**Exercise brief**
Repeat word for word the line with "One point goes on every instance of the black wristband" and every line after it until the records below run out.
-- START OF Extracted entries --
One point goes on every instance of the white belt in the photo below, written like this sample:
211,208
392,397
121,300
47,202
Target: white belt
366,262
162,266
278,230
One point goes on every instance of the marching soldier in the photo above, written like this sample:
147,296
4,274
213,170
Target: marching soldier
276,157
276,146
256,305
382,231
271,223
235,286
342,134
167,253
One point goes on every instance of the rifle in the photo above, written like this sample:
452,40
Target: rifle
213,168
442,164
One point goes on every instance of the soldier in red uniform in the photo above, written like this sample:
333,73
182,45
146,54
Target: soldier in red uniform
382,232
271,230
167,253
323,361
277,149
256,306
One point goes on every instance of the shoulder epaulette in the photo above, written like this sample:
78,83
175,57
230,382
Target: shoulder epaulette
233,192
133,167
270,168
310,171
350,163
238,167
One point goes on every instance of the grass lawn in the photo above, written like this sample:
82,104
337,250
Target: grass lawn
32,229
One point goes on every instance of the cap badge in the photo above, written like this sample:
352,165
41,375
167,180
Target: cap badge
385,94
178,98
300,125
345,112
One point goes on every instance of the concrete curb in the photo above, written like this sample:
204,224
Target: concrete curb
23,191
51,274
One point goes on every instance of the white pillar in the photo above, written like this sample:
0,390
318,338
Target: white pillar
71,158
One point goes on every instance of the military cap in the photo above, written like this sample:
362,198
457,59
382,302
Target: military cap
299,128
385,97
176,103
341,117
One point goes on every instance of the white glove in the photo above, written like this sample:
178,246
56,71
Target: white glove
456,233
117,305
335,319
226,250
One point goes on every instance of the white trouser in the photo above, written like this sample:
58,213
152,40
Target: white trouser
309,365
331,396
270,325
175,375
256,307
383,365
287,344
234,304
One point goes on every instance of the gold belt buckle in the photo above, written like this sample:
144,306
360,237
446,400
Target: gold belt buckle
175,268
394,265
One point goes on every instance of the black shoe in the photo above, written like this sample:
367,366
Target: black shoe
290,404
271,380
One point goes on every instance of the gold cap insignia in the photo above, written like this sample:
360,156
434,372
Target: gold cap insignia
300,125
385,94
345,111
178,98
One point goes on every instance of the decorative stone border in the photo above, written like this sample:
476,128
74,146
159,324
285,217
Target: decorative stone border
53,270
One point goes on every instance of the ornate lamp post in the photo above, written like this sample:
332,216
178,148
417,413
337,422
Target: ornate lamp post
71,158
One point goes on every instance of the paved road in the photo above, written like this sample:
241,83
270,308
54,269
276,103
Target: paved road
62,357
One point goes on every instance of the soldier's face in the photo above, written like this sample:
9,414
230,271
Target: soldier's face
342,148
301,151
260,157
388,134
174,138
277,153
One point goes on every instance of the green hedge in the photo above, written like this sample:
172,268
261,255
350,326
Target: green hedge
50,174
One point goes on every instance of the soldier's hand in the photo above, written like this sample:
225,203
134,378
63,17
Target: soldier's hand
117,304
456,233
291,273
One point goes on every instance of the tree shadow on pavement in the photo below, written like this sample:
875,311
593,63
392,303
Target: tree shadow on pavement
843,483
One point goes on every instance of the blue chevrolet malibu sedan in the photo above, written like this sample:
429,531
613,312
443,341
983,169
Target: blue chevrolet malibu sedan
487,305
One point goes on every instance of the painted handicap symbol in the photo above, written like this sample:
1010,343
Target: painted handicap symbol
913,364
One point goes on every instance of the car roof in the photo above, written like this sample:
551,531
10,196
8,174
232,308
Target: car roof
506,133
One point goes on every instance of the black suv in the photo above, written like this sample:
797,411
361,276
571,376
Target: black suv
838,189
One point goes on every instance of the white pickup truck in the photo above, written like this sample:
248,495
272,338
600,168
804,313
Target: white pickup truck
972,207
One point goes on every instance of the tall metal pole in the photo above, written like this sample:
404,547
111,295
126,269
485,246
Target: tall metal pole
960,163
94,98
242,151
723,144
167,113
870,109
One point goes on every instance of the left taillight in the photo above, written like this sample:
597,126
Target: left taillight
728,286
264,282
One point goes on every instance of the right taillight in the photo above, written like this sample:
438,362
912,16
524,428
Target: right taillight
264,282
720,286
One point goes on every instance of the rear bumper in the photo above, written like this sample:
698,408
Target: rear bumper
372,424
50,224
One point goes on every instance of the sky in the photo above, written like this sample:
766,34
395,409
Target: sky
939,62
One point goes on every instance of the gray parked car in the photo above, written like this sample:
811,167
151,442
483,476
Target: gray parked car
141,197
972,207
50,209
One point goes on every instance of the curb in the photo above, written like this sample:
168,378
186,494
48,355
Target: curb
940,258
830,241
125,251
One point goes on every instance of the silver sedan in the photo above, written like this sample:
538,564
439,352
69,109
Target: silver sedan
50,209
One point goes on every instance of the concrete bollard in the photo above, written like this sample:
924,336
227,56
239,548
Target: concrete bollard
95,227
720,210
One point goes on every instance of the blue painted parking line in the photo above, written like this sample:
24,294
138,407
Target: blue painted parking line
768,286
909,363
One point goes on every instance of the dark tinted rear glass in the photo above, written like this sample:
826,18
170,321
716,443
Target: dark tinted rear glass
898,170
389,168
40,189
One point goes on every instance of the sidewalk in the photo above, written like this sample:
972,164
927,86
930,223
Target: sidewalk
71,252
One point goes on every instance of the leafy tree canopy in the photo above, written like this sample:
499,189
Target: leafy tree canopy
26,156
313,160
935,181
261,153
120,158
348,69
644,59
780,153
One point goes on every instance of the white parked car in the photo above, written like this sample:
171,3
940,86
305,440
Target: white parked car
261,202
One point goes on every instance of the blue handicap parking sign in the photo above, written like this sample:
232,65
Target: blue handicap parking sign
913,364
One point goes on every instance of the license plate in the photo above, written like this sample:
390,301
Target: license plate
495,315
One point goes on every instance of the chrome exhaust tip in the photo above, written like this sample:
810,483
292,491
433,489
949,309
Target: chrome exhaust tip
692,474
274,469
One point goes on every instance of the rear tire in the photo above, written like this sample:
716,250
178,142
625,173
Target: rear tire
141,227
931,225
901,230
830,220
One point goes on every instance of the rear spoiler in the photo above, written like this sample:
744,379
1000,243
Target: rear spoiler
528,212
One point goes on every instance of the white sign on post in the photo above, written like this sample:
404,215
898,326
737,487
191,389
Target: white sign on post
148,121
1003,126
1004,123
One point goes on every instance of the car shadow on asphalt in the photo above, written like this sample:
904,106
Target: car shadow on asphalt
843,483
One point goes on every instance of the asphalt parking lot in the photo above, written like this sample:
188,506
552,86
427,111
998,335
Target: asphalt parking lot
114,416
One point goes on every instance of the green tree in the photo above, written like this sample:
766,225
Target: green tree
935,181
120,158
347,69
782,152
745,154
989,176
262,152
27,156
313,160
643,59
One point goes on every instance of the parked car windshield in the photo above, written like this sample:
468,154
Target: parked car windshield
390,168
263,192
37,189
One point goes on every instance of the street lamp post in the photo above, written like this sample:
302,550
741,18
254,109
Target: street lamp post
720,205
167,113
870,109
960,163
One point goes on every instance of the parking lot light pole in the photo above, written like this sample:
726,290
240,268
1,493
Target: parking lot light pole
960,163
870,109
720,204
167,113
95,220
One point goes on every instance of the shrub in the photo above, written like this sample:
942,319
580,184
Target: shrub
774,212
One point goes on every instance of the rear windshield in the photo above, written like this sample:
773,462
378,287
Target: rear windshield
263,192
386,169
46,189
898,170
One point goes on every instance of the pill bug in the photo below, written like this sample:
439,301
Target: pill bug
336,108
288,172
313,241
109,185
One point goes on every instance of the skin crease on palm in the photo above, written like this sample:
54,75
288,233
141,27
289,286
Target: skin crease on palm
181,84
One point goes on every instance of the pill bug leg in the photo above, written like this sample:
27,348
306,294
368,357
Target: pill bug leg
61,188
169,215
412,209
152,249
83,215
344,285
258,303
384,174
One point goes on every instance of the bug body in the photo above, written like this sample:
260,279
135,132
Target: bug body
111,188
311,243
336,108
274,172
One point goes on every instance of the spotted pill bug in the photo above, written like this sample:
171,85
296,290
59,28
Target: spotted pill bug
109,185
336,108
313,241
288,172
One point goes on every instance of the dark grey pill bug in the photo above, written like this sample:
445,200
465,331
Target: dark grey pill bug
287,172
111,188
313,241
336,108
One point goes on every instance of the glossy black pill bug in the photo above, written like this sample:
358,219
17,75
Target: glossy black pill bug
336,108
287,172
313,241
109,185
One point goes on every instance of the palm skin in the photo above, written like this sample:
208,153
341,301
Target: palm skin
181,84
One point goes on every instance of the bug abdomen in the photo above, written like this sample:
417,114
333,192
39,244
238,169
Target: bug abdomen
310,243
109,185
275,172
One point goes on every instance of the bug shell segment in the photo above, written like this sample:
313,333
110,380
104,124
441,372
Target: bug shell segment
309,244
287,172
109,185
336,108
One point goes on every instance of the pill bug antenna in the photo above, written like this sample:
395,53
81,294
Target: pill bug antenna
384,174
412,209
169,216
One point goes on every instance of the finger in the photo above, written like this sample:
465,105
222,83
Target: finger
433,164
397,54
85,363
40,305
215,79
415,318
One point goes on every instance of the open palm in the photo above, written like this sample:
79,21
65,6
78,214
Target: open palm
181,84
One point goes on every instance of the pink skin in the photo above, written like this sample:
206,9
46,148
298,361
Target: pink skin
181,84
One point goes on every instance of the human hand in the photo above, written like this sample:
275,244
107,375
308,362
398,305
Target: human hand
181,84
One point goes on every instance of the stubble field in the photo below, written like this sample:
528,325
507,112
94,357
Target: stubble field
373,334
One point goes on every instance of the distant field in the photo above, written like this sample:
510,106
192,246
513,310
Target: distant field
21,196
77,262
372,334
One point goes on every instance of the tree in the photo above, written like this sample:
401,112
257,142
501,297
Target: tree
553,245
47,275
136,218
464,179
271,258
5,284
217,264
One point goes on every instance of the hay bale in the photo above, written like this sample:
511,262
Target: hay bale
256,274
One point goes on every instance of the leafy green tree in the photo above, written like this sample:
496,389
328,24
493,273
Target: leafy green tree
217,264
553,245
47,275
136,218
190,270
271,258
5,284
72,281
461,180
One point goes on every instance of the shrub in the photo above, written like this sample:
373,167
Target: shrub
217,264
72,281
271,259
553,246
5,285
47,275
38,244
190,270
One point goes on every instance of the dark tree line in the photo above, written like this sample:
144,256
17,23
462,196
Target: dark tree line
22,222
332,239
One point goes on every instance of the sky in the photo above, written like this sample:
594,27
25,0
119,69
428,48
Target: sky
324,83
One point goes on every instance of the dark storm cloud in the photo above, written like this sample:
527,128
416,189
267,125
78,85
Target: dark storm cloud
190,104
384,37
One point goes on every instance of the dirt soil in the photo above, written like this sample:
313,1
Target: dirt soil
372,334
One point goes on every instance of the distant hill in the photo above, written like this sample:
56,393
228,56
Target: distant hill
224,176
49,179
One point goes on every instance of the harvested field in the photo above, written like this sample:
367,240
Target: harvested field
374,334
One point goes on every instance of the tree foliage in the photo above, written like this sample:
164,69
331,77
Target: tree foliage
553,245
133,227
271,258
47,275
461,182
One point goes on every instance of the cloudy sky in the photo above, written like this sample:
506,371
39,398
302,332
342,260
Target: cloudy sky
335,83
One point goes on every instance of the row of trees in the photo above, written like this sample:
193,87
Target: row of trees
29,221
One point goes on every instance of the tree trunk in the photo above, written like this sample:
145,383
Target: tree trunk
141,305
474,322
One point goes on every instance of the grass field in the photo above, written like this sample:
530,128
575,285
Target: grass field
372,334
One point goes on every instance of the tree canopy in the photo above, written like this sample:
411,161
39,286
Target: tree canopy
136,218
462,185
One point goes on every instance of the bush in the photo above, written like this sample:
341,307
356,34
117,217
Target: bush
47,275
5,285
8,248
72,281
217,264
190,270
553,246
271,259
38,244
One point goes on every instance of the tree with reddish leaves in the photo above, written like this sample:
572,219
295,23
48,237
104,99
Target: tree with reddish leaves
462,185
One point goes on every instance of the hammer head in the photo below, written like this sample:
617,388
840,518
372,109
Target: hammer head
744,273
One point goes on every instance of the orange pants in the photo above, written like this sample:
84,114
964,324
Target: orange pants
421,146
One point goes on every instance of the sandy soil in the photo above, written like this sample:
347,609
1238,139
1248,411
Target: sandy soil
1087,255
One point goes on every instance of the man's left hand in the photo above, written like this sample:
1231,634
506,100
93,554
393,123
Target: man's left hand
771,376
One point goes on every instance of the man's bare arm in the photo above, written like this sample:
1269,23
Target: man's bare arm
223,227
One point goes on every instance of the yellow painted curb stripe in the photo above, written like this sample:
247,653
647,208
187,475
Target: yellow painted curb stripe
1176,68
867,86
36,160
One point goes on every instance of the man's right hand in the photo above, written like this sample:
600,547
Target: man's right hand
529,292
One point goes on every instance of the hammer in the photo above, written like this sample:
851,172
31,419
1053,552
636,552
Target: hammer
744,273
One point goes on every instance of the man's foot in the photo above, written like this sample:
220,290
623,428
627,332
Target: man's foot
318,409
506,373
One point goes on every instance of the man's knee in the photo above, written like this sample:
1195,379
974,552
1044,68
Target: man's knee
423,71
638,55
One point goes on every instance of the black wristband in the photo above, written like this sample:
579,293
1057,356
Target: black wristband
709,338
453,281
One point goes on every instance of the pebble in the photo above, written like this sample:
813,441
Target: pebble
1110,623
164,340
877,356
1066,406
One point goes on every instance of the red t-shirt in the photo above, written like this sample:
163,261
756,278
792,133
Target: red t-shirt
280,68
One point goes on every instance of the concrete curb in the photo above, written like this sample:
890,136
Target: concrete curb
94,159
-- END OF Extracted entries --
**Worked solution**
One point goes on every instance of the black wristband in the photo above, written like this sample:
579,293
1057,356
Target: black wristband
709,338
453,281
One point goes on every instance of the pebble in the photo above, written like this sample:
813,441
Target: pebble
1110,623
164,340
877,356
1066,406
One point goes on every instance of the red t-shirt in the photo above, written like this sample:
163,261
756,278
792,133
Target: red t-shirt
280,68
One point goes on every instance of the concrete curb in the photo above, written like this sample:
890,136
Target: concrete curb
94,159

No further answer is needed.